* **Фрагмент страницы**

"""

Подробностей того, что произошло дальше, мы не знаем. Известно лишь, что 26 августа, в самый день Бородинского сражения, тридцатилетний вологодский прокурор вступил в схватку с некими разбойниками, получив при этом касательное ранение в голову картечью. Бросив истекающего кровью человека, злоумышленники, очевидно, полагали, что он убит. Ранение было столь серьезным, что и полтора месяца спустя Остолопов не мог появиться на людях, а потом еще долго ходил с перевязанной головой.

Вряд ли Остолопов, отец большого семейства, рисковал бы жизнью, отстаивая свое скромное дорожное имущество. Его товарищ, петербургский литератор Александр Измайлов, свидетельствует: «Остолопов в самый день кровопролитного Бородинского сражения 26 августа, едучи из Вологды, ранен был в дороге близ Череповца весьма опасно разбойниками, которые ограбили его почти на семь тысяч рублей. Удивительно, как он остался жив, ибо по одному направлению попадали ему в висок две картечи, но теперь опасность миновала…»

Сомнительно, чтобы в беспокойное военное время столь опытный человек без всякой охраны перевозил с собой личные накопления в столицу, которая вот-вот могла оказаться в неприятельской осаде. Тогда, возможно, это были казенные деньги? Семь тысяч — сумма серьезная. Прекрасная кирасирская лошадь стоила 171 рубль. За семь тысяч можно было приобрести, к примеру, небольшой дом в Петербурге, не говоря уже о Вологде.

"""

* **Задание**
Как будет выглядеть текст об Остолопове, начиная со слов «Сомнительно, чтобы в» и заканчивая словами «уже о Вологде.», если заменить «кирасирская» на «драгунская»?

* **Перечень данных**

"""

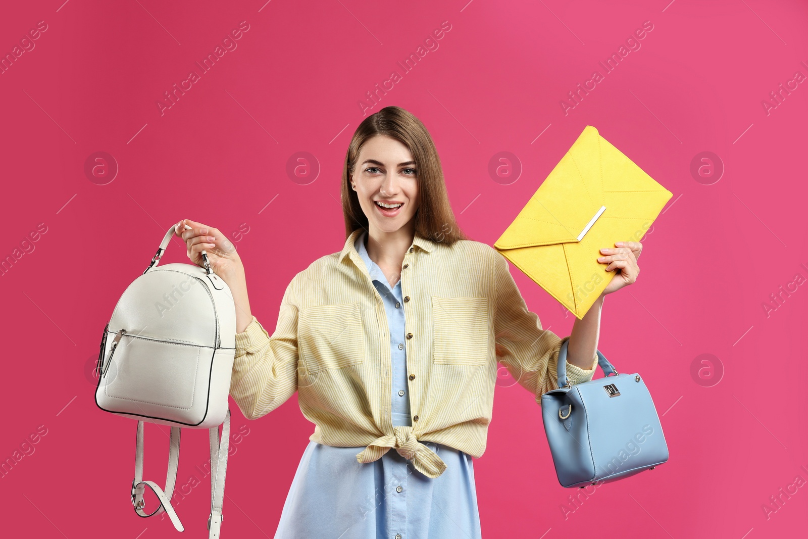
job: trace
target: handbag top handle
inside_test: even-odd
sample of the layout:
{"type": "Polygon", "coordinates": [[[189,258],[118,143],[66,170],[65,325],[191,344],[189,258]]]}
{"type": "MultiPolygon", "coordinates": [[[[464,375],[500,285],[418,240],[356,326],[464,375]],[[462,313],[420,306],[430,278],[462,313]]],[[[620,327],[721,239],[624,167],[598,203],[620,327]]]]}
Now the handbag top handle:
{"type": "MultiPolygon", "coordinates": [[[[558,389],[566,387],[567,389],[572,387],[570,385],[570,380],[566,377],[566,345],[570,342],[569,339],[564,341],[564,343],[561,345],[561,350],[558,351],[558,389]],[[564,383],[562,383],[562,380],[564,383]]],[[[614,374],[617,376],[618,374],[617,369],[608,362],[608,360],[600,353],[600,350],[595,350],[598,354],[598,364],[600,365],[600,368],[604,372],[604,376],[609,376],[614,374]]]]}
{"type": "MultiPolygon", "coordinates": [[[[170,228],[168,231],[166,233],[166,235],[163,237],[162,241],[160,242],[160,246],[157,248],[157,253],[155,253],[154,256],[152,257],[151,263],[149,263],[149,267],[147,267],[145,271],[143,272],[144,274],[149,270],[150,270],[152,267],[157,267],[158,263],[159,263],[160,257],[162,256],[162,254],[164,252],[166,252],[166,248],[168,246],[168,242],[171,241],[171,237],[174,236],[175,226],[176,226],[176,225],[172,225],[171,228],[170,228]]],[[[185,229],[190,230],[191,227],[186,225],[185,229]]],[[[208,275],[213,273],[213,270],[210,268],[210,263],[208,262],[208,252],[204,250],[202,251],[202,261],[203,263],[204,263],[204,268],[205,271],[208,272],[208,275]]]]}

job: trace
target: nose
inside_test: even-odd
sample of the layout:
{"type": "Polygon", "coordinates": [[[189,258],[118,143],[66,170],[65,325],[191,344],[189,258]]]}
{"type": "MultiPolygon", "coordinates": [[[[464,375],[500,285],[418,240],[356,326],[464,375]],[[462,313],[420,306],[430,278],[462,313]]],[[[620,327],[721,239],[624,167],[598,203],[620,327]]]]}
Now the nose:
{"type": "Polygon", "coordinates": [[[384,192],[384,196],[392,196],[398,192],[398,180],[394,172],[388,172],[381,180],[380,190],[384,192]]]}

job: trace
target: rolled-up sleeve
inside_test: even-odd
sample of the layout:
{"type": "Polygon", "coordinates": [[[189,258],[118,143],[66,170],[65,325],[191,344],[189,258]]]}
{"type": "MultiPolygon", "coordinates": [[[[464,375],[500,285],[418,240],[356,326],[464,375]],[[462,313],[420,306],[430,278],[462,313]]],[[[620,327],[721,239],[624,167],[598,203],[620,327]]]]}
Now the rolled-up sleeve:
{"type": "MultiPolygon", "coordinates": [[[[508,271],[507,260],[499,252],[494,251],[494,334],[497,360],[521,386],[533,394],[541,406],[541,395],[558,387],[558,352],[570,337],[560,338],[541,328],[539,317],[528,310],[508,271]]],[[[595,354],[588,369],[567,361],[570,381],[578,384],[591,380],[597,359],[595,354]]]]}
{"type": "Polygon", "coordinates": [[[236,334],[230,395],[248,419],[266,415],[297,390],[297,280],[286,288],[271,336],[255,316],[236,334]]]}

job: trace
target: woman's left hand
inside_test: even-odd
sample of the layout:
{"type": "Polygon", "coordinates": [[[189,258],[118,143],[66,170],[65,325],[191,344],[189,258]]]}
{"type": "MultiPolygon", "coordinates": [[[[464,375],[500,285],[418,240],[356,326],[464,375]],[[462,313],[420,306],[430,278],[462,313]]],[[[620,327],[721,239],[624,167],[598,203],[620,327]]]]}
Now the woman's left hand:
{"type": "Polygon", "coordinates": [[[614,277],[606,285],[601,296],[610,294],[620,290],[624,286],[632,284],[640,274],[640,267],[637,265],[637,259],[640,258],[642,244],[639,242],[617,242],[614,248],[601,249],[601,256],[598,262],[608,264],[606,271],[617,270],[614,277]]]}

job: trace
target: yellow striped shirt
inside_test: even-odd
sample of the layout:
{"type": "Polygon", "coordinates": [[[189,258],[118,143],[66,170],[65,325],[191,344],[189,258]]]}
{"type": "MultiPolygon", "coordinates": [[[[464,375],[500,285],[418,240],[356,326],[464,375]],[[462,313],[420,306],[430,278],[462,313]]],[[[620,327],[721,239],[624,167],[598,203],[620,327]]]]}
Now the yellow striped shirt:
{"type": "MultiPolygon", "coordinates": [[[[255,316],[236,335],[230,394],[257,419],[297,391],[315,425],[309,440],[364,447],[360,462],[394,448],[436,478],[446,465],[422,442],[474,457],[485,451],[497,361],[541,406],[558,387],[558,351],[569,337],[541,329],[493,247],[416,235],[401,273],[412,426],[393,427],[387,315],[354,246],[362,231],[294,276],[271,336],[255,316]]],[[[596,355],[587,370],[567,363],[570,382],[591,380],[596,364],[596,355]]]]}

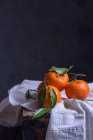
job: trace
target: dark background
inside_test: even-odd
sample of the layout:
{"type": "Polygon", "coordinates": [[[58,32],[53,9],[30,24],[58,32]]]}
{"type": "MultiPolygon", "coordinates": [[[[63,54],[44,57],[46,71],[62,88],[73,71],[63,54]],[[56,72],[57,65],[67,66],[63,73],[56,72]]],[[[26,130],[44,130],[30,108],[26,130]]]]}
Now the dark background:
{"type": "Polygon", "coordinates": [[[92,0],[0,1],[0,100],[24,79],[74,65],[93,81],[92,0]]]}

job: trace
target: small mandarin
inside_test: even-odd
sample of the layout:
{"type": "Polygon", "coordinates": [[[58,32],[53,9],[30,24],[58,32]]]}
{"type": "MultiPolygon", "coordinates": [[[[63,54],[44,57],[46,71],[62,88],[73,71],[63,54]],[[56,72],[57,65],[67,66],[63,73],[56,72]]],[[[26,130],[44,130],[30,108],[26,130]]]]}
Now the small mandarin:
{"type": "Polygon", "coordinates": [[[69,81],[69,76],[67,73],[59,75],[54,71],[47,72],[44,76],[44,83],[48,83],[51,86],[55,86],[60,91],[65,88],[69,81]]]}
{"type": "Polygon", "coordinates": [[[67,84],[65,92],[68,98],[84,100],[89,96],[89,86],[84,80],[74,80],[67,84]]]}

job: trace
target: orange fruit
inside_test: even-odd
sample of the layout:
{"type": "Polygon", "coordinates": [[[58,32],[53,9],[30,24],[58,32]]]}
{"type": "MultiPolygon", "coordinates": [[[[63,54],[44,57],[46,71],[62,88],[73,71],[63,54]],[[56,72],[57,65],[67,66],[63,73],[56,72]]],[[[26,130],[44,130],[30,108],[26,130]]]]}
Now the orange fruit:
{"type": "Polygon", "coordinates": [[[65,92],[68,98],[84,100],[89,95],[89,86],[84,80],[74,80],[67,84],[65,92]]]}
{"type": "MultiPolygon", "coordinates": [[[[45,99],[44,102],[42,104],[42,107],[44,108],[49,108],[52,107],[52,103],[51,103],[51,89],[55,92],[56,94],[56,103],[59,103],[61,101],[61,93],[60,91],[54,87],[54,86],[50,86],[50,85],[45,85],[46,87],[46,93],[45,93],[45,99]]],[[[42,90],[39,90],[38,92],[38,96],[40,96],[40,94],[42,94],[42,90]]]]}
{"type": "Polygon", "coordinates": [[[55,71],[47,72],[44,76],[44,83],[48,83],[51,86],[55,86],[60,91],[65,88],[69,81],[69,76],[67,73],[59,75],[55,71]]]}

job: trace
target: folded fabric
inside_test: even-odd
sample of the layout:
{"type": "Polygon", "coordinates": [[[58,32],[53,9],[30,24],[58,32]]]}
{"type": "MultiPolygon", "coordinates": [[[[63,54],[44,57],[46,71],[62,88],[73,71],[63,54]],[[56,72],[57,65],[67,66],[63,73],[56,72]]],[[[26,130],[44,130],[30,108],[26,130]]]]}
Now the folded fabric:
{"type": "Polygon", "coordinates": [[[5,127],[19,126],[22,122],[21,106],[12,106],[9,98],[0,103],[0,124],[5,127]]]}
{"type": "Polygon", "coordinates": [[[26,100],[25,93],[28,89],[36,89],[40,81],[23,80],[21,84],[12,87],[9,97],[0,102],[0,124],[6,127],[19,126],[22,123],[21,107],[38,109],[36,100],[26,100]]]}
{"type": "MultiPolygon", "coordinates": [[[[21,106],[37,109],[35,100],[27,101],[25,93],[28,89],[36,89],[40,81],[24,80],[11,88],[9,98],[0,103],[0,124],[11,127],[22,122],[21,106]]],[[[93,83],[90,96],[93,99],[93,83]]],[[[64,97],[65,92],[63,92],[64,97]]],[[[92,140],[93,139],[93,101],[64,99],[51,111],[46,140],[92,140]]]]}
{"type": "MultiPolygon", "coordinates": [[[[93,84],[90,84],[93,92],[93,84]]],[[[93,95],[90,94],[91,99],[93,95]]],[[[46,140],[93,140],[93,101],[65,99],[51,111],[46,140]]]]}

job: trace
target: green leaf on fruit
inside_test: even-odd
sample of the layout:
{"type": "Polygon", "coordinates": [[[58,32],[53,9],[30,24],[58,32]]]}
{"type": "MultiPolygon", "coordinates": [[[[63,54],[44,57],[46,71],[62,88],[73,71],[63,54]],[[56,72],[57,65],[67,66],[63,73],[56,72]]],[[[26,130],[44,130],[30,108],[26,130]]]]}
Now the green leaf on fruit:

"""

* **Ответ к заданию**
Сомнительно, чтобы в беспокойное военное время столь опытный человек без всякой охраны перевозил с собой личные накопления в столицу, которая вот-вот могла оказаться в неприятельской осаде. Тогда, возможно, это были казенные деньги? Семь тысяч — сумма серьезная. Прекрасная драгунская лошадь стоила 171 рубль. За семь тысяч можно было приобрести, к примеру, небольшой дом в Петербурге, не говоря уже о Вологде.